**REQUEST**
Gather every line of the material below that contains the string "strap" and copy each one in full.

**RECORDS FOR THIS EXERCISE**
--------------------

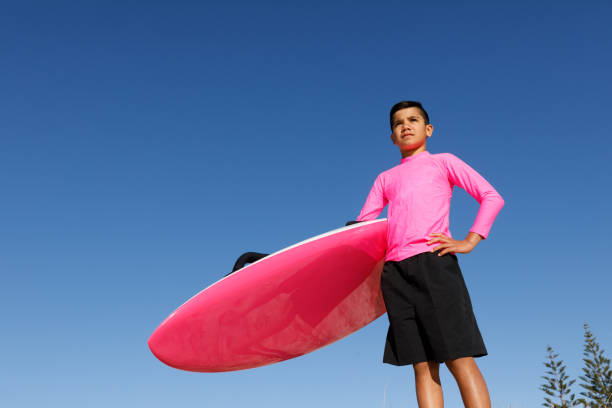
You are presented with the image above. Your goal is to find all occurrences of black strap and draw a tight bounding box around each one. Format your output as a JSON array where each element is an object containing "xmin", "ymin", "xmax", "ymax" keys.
[{"xmin": 226, "ymin": 252, "xmax": 270, "ymax": 276}]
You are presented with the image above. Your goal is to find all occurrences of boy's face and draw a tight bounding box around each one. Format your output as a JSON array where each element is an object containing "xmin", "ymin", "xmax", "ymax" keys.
[{"xmin": 391, "ymin": 107, "xmax": 433, "ymax": 153}]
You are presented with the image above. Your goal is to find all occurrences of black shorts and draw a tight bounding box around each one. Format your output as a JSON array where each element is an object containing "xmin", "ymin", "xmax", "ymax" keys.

--------------------

**REPLY TO THE EXERCISE**
You are presented with the image above. Your goal is to find all occurrences of black strap and draw a tight bounding box around each one. Format your output as a JSON array where each element is an object containing "xmin", "ymin", "xmax", "ymax" keys.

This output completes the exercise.